Il Sesto PIL. E la peggiore politica economica




Nella maggior parte dei paesi il PIL reale è sovrastimato, per dare l’impressione che l’economia stia andando bene.

Per questo, si ricorre a vari trucchi, in molti paesi, che sottostimano l’aumento dei prezzi. Per esempio, si altera il paniere dei prodotti che compongono gli indici d’inflazione e il rispettivo peso.

In Brasile, oltre a ciò, succede che i tassi di crescita del PIL hanno avuto degli sbalzi, dalla fine degli anni 60, in funzione delle modificazioni nei criteri di calcolo, il che trasmette l’impressione ingannatrice di un rapido progresso a partire da quel periodo.

Ci sono poi state delle distorsioni tra le monete nazionali. Per esempio, nel 1995 il Cruzeiro ha lasciato il posto al Real, la moneta attualmente in vigore. E le oscillazioni del tasso di cambio incidono molto sui dati comparativi. Il cambio del real è sopravvalutato. In media, il suo tasso è stato, nel 2010, 1 Dollaro US = 1,70 Reais, ma il cambio vantaggioso per migliorare la posizione competitiva dei beni industriali prodotti in Brasile dovrebbe essere 1 Dollaro US = 2,50 Reais. Se il real fosse portato a questo cambio, il PIL brasiliano non arriverebbe neanche al decimo posto.

Consegna 1:
Nelle righe del dataset qui sotto, riscrivi per favore il tratto dalla riga che contiene "of the village" fino a quella che contiene "point(700, 565)", estremi inclusi, riportando ogni riga e aggiungendo 89 a ciascuna coordinata.

Estratto da un dataset:
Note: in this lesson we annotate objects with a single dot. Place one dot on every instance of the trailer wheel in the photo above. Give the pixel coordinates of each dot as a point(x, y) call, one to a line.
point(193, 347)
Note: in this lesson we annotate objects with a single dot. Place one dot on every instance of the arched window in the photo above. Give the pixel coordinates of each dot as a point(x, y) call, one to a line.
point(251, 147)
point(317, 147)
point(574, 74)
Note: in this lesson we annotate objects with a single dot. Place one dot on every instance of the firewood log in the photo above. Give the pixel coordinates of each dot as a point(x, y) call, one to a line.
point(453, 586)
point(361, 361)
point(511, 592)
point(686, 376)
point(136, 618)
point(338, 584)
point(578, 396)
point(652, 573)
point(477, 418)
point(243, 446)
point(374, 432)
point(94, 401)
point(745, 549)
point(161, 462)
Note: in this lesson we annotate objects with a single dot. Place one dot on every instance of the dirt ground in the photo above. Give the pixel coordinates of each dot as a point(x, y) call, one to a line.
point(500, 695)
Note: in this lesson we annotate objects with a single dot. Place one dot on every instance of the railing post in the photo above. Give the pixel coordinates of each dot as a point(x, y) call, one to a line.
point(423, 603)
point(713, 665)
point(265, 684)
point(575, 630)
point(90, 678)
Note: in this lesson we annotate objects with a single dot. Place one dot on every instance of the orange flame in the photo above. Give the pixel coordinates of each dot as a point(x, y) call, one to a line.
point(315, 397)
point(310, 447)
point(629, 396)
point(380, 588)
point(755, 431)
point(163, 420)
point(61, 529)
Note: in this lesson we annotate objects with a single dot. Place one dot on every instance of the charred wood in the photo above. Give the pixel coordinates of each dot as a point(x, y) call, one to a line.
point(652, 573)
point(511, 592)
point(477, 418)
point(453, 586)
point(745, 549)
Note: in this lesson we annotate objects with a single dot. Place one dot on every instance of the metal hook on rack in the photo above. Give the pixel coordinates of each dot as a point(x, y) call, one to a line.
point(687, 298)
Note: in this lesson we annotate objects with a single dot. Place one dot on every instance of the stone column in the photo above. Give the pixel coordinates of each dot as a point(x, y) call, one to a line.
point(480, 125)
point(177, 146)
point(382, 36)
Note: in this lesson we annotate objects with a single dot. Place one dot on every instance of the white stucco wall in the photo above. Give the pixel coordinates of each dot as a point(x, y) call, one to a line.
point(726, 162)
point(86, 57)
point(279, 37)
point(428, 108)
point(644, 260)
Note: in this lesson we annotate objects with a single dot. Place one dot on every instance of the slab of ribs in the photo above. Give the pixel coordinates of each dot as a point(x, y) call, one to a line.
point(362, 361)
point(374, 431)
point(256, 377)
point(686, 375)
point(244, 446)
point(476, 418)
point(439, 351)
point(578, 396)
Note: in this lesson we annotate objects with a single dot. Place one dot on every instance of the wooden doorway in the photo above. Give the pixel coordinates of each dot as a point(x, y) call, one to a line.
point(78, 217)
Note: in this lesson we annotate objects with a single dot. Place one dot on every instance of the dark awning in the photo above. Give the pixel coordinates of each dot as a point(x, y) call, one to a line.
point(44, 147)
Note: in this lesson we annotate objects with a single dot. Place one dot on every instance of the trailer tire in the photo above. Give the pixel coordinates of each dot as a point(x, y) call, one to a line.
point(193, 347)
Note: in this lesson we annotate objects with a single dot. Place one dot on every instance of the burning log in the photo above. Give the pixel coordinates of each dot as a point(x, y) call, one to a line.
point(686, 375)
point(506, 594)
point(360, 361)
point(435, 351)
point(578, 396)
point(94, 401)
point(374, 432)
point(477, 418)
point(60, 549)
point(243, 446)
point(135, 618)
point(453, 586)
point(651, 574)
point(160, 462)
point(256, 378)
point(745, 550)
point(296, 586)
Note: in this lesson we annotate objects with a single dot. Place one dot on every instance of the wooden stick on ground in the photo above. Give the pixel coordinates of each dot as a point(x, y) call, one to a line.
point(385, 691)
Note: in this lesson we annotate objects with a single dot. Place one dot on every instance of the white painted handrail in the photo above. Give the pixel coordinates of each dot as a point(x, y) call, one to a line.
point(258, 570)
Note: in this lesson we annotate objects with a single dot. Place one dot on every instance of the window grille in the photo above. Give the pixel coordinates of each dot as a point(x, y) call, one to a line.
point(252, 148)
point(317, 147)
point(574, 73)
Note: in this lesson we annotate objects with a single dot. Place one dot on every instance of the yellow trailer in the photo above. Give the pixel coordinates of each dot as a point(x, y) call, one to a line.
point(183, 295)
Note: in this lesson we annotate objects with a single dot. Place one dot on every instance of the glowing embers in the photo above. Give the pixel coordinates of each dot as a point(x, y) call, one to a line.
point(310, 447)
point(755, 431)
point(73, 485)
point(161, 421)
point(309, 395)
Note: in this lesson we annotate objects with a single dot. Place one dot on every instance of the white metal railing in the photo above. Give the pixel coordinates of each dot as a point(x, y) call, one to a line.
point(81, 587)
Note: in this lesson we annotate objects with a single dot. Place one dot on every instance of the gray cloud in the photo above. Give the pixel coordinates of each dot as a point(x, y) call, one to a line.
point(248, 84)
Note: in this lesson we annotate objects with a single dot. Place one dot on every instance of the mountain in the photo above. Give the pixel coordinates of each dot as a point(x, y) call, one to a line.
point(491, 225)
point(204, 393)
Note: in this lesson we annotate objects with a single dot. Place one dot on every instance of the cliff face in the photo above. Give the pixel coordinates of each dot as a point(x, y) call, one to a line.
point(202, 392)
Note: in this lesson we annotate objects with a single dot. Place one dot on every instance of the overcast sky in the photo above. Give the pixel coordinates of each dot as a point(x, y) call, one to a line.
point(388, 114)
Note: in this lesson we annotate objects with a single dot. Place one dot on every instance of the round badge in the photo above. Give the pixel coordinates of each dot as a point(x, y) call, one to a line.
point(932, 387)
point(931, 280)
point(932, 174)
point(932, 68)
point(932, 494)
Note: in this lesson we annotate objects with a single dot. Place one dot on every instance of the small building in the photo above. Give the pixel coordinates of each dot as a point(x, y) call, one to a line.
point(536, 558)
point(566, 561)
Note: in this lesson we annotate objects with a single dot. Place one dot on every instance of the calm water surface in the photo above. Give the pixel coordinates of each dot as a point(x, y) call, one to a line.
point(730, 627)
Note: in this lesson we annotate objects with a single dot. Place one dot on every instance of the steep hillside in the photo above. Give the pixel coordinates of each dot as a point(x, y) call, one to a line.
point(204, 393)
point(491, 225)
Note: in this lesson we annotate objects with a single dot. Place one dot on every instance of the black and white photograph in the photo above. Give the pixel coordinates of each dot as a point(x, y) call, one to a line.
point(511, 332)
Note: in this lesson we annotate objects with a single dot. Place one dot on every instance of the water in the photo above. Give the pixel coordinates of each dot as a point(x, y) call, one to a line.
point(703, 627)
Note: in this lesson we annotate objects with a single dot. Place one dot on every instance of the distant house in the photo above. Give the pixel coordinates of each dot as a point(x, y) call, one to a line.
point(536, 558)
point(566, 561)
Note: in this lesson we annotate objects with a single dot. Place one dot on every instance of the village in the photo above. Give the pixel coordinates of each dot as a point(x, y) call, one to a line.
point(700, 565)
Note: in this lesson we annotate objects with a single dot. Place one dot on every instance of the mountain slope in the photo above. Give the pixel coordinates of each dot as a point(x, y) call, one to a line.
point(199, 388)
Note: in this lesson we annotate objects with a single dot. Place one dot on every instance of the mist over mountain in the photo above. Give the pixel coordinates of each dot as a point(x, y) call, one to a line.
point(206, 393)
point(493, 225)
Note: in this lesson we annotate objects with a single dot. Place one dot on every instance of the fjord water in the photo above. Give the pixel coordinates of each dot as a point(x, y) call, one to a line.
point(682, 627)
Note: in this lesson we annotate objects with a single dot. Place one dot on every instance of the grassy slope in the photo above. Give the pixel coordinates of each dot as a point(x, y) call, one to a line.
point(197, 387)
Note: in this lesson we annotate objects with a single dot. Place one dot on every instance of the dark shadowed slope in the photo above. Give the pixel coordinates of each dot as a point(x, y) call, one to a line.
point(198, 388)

Consegna 2:
Stabilisci se ognuna di queste affermazioni concorda con il testo sul PIL, rispondendo sì o no e citando le parole decisive del testo: (a) nel 1995 il Cruzeiro ha preso il posto del Real; (b) il cambio del real è sopravvalutato; (c) nel 2010 il tasso medio è stato di 1 Dollaro US = 2,50 Reais.

Risultato dell'esercizio 1:
Note: in this lesson we annotate objects with a single dot. Place one dot on every instance of the village in the photo above. Give the pixel coordinates of each dot as a point(x, y) call, one to a line.
point(789, 654)

Risultato dell'esercizio 2:
(a) No: "nel 1995 il Cruzeiro ha lasciato il posto al Real"
(b) Sì: "Il cambio del real è sopravvalutato."
(c) No: "In media, il suo tasso è stato, nel 2010, 1 Dollaro US = 1,70 Reais"